## Task
Output the data verbatim, minus the images.

====================

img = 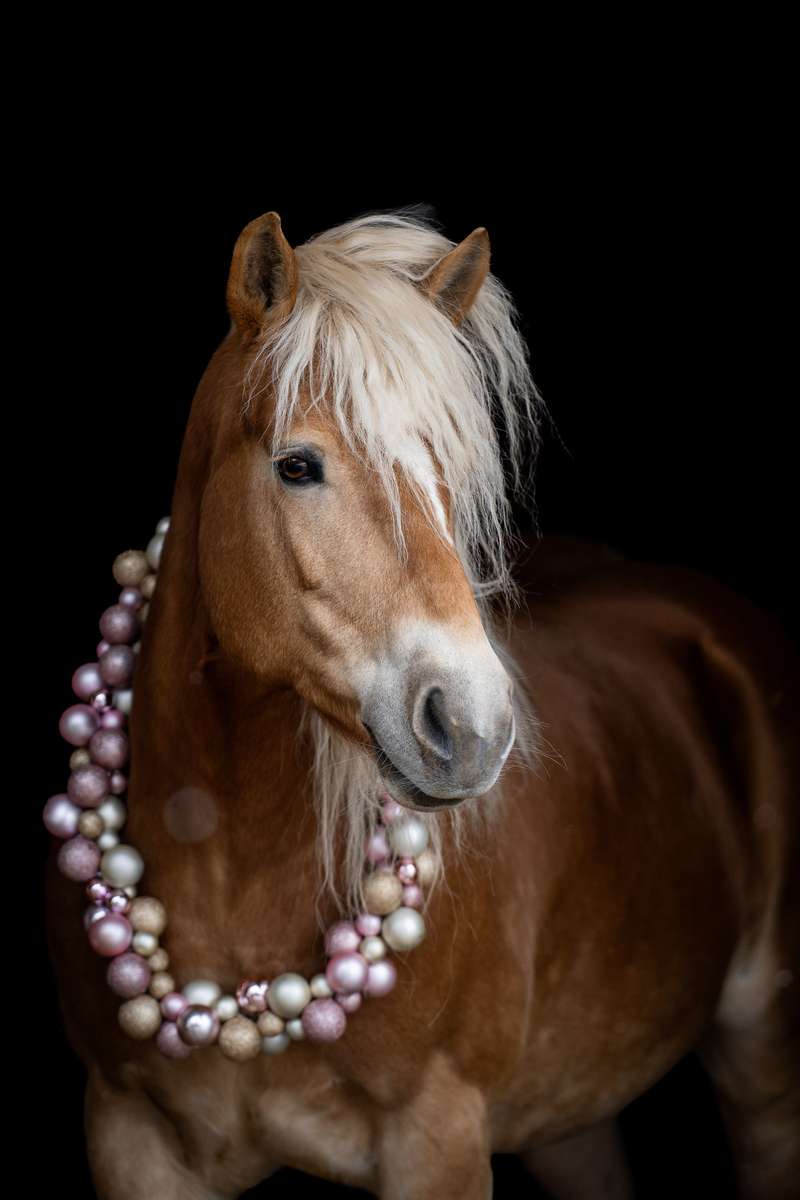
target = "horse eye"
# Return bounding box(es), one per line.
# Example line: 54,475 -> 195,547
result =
275,455 -> 323,485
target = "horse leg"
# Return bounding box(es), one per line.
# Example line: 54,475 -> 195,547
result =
699,932 -> 800,1199
376,1052 -> 493,1199
520,1118 -> 634,1199
85,1068 -> 230,1200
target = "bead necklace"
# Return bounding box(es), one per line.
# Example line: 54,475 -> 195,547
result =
43,517 -> 432,1062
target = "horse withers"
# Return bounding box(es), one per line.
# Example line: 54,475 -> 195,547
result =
45,209 -> 799,1198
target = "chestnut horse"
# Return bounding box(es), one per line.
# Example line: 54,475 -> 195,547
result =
45,209 -> 799,1199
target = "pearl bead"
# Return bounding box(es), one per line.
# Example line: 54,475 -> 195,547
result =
178,1005 -> 220,1047
100,708 -> 126,731
68,764 -> 109,808
78,811 -> 104,839
363,869 -> 403,916
43,794 -> 81,839
101,843 -> 144,888
355,913 -> 383,937
148,948 -> 169,972
88,913 -> 133,957
359,936 -> 387,962
324,921 -> 361,956
310,974 -> 333,999
364,829 -> 390,864
215,995 -> 239,1022
219,1016 -> 262,1061
326,952 -> 368,995
365,959 -> 398,997
113,550 -> 149,587
301,998 -> 347,1043
59,704 -> 99,747
146,533 -> 165,569
97,797 -> 126,831
336,991 -> 362,1014
262,1032 -> 290,1055
414,847 -> 437,887
129,897 -> 167,936
72,663 -> 104,701
140,573 -> 157,599
268,973 -> 311,1019
402,884 -> 424,908
257,1011 -> 285,1037
69,748 -> 91,770
107,953 -> 151,998
382,907 -> 426,953
58,835 -> 101,881
160,992 -> 189,1021
149,972 -> 175,1000
156,517 -> 170,535
286,1018 -> 305,1041
388,815 -> 429,858
157,1021 -> 192,1058
112,689 -> 133,715
109,771 -> 127,795
132,931 -> 158,957
119,586 -> 144,611
183,980 -> 221,1007
118,994 -> 161,1039
98,831 -> 120,851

====================

## Task result
img = 
target = "horse eye"
# Return bounding box(es), one per line.
# Example line: 54,475 -> 195,547
result =
275,455 -> 323,485
target = "horse leg"
# Return bounding box(es), one per line.
# Example line: 54,475 -> 195,547
result =
699,932 -> 800,1199
376,1052 -> 493,1199
520,1118 -> 634,1199
85,1068 -> 230,1200
target = "bead necklace"
# Return bounding box(es), one per line.
# Example line: 54,475 -> 195,547
result =
43,517 -> 432,1062
target = "horse withers"
# Return bounding box(es), one per line.
# Example line: 54,475 -> 195,547
result =
45,209 -> 799,1198
target = "chestnut horse"
# Return bounding box(es), one per line.
# Example line: 54,475 -> 195,547
result =
45,209 -> 799,1199
target = "pearl bead"
# Return bounding box(es), one per line.
# Example line: 54,475 -> 195,547
result =
178,1005 -> 220,1047
100,708 -> 126,731
68,764 -> 109,808
78,811 -> 104,839
363,869 -> 403,916
43,794 -> 81,839
101,843 -> 144,888
355,913 -> 383,937
148,948 -> 169,972
88,913 -> 133,957
359,936 -> 387,962
324,921 -> 361,956
310,974 -> 333,999
364,829 -> 390,864
215,995 -> 239,1022
219,1016 -> 262,1061
326,952 -> 368,995
365,959 -> 398,997
113,550 -> 149,587
301,998 -> 347,1043
59,704 -> 99,747
146,533 -> 165,569
97,797 -> 126,831
336,991 -> 362,1014
262,1032 -> 290,1055
414,847 -> 437,887
129,897 -> 167,936
72,663 -> 104,701
140,573 -> 157,599
268,973 -> 311,1019
402,884 -> 424,908
257,1011 -> 285,1037
69,748 -> 91,770
107,953 -> 151,998
382,907 -> 426,953
58,835 -> 101,881
160,992 -> 189,1021
149,972 -> 175,1000
156,517 -> 170,535
286,1018 -> 305,1041
388,815 -> 429,858
157,1021 -> 192,1058
112,689 -> 133,715
109,771 -> 127,795
132,931 -> 158,957
119,586 -> 144,611
183,980 -> 221,1007
118,994 -> 161,1039
98,831 -> 120,851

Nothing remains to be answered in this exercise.